(Stored data entries)
»»

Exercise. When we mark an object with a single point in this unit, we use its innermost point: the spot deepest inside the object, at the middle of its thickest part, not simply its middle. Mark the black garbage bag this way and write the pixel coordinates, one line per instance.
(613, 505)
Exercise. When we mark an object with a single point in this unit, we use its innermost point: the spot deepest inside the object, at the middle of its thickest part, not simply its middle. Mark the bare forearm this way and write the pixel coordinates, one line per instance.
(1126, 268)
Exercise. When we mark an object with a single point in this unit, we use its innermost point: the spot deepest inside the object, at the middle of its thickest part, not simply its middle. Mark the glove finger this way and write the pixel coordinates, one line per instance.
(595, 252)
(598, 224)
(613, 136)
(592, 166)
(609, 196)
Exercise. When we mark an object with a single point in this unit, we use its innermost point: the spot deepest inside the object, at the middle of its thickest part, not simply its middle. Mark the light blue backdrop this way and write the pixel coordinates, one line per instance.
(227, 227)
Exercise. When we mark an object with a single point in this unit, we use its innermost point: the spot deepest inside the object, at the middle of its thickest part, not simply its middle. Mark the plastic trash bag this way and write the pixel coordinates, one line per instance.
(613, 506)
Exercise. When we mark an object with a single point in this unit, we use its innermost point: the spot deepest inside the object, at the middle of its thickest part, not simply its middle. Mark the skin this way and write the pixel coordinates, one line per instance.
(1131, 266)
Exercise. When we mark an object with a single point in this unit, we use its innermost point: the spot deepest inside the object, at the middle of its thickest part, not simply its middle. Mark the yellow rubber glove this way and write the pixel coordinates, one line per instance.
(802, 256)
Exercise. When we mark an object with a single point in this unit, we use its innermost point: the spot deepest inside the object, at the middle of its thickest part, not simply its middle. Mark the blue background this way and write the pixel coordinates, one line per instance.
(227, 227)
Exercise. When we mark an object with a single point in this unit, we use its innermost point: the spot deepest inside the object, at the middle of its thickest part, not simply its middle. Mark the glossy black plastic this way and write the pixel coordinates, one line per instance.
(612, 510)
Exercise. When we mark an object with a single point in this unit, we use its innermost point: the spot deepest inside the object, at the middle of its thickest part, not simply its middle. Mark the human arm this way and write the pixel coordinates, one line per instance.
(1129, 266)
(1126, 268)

««

# Problem to solve
Output the full set of entries exactly as they were given.

# Solved problem
Exercise. When we mark an object with a single point in this unit, we use its innermost point: the spot deepest inside the object, at the middle of its thickest part, not simply its middle. Mark the black garbage bag this way and write the pixel coordinates, one line per instance.
(613, 505)
Exercise. When we mark an object with a single point in this unit, we use its innermost point: the spot deepest inside the object, at the middle of its thickest part, not simply its middle. Mark the bare forearm this way and write the pixel coordinates, one line per instance.
(1126, 268)
Exercise. When we mark an object with a single point in this unit, we use its innermost point: the spot deepest inside the object, at the middle of its thickest part, not simply its middle. Mark the glove finger this way and write the pixel coordinates, one line per instance.
(595, 252)
(598, 224)
(613, 136)
(592, 166)
(609, 196)
Exercise. When we mark an object with a single point in this unit, we use its innermost point: the spot deepest inside the object, at the middle of its thickest part, not simply its middle. Mark the light blue backdrop this way and write the pixel coordinates, one line per instance.
(227, 227)
Exercise. When we mark an object with a single point in this unit, we use its innermost point: the spot deepest inside the object, at the middle of its thickest part, not simply its middle. Mark the plastic trash bag this way and write the pixel coordinates, one line per instance.
(613, 506)
Exercise. When we mark an object with a single point in this unit, we use its innermost point: the spot deepest inside the object, at the middle of its thickest part, not simply its middle. Mark the skin this way and write the pixel coordinates, one line per instance.
(1131, 266)
Exercise. When we mark an object with a single point in this unit, we use its innermost point: the spot deepest inside the object, at the middle of its thickest part, not simply its middle. Mark the yellow rubber glove this way and write the pixel coordinates, one line per instance.
(802, 256)
Exercise. When we mark an object with a single point in this unit, we use its innermost point: the spot deepest inside the object, at the middle of its thickest part, not simply its middle. Mark the blue background this way and write the pixel coordinates, one line per instance.
(227, 227)
Exercise. When we mark an object with a single point in this unit, we use its innermost point: the spot deepest inside the object, at the middle of its thickest part, not simply its middle. Mark the glossy black plastic this way and write the pixel coordinates, one line per instance.
(612, 510)
Exercise. When we mark an object with a single point in this unit, we use its innermost point: the spot deepest inside the object, at the middle of its thickest part, not simply its middle. Mark the human arm this way and write the pixel coordinates, one line per instance.
(1129, 266)
(1126, 268)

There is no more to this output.